• **Record set**:
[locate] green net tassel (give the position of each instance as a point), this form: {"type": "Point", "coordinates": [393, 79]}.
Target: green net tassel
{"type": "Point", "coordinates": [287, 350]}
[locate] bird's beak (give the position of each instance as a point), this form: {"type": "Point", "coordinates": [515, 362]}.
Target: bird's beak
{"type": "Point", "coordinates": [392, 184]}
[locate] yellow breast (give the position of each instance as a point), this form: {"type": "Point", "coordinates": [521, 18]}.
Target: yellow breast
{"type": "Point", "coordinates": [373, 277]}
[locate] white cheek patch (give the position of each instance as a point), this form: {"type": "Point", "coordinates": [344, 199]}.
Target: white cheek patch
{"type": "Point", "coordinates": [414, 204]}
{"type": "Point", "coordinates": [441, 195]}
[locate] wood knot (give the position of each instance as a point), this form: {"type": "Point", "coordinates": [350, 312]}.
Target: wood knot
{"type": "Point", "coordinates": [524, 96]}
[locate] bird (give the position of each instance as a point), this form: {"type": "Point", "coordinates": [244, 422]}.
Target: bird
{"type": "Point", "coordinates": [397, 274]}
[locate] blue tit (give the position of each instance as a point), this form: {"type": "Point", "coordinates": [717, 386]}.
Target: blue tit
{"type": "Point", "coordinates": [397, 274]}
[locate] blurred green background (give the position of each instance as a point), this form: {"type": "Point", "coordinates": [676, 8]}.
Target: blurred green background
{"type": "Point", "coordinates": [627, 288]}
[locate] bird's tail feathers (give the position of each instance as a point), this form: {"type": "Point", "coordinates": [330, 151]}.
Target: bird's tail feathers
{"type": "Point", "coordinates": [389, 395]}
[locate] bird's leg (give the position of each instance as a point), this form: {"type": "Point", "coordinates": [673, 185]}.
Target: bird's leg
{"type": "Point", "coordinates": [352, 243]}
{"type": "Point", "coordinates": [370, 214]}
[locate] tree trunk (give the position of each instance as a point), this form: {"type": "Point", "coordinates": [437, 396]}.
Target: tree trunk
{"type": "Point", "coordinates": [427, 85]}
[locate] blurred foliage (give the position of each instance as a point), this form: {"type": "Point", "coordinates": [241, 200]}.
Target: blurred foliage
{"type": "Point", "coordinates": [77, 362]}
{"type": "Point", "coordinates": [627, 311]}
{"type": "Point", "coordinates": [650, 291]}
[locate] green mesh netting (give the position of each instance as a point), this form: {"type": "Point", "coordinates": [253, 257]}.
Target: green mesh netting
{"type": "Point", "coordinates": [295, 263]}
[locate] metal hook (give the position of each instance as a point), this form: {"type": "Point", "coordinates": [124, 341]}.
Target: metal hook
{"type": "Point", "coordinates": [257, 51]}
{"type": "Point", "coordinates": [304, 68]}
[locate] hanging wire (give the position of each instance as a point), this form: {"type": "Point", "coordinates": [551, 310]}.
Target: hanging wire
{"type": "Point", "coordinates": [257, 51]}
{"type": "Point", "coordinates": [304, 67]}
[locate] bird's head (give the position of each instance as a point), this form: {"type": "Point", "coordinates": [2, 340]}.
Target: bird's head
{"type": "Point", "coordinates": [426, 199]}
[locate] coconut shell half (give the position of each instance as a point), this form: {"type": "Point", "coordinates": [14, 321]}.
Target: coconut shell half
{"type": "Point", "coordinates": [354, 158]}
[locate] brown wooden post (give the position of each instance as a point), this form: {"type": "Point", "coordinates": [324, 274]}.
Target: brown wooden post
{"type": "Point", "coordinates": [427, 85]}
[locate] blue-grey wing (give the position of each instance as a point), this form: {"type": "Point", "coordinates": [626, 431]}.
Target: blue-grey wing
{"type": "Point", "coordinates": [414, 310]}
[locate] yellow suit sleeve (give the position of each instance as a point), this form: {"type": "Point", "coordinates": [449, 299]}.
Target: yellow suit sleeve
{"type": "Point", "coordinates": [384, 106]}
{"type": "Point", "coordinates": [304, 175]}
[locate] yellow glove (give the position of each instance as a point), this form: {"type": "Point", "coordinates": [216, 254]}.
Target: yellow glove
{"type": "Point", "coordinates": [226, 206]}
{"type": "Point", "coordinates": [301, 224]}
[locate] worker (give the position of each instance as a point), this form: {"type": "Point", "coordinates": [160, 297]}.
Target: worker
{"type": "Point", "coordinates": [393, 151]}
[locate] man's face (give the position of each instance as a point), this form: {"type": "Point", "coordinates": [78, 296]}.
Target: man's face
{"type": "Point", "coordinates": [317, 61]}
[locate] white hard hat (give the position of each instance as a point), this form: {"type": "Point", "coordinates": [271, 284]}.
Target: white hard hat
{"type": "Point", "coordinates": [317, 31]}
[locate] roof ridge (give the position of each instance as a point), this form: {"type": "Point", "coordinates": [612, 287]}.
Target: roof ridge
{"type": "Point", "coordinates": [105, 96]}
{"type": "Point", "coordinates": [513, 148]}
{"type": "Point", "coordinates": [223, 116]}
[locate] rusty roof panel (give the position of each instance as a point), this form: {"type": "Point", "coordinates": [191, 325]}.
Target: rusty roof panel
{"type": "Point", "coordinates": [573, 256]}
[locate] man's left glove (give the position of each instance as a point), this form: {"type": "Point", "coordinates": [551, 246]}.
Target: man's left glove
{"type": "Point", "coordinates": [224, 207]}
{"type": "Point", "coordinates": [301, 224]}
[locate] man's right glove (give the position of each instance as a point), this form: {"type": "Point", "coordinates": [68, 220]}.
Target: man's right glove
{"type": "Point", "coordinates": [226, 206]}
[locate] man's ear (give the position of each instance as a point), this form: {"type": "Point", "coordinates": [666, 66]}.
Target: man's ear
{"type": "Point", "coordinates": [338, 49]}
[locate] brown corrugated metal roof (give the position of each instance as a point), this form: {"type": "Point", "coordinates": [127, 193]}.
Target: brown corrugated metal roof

--

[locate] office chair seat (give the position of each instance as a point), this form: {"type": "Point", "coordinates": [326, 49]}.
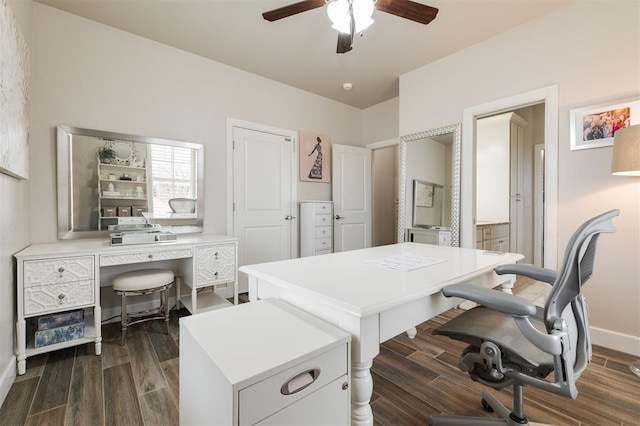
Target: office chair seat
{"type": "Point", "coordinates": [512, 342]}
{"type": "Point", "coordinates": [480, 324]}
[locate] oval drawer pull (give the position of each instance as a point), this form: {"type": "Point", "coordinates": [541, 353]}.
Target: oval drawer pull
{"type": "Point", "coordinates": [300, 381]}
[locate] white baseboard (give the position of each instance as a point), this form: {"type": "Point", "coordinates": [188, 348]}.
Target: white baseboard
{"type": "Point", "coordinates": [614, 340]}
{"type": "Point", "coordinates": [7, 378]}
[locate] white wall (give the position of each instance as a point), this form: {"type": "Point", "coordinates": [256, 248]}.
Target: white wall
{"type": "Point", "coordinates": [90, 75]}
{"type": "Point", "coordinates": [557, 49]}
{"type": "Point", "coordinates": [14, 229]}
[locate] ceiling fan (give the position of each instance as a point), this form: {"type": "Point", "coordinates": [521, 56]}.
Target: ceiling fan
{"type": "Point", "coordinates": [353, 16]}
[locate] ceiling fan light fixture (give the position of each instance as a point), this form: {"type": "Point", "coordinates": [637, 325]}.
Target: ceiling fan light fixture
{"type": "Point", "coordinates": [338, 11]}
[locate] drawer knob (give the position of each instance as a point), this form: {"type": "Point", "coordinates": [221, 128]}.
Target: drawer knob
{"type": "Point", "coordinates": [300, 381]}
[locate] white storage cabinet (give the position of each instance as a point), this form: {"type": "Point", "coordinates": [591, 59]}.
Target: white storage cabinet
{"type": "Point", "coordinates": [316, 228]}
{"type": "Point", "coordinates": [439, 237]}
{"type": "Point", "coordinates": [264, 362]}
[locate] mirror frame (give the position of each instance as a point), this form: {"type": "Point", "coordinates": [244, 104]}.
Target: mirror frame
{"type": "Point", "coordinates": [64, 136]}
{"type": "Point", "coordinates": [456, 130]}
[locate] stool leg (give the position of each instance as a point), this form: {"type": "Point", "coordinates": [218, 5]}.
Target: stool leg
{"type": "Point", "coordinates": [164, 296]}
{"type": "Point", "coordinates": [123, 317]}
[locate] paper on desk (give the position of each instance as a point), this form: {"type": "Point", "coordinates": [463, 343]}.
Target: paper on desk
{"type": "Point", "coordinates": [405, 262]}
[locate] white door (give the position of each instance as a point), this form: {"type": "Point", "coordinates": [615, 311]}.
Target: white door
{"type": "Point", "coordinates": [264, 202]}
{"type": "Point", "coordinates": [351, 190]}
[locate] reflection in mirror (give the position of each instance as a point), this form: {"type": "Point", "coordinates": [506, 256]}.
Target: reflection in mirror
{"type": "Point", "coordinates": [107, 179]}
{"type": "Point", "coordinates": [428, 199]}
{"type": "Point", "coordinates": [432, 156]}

• **Stated exercise**: Count the lines in the entries above that contain the word "desk", treating uppercase and lowercase as different, and reply with the number alone.

• **Exercise response**: 2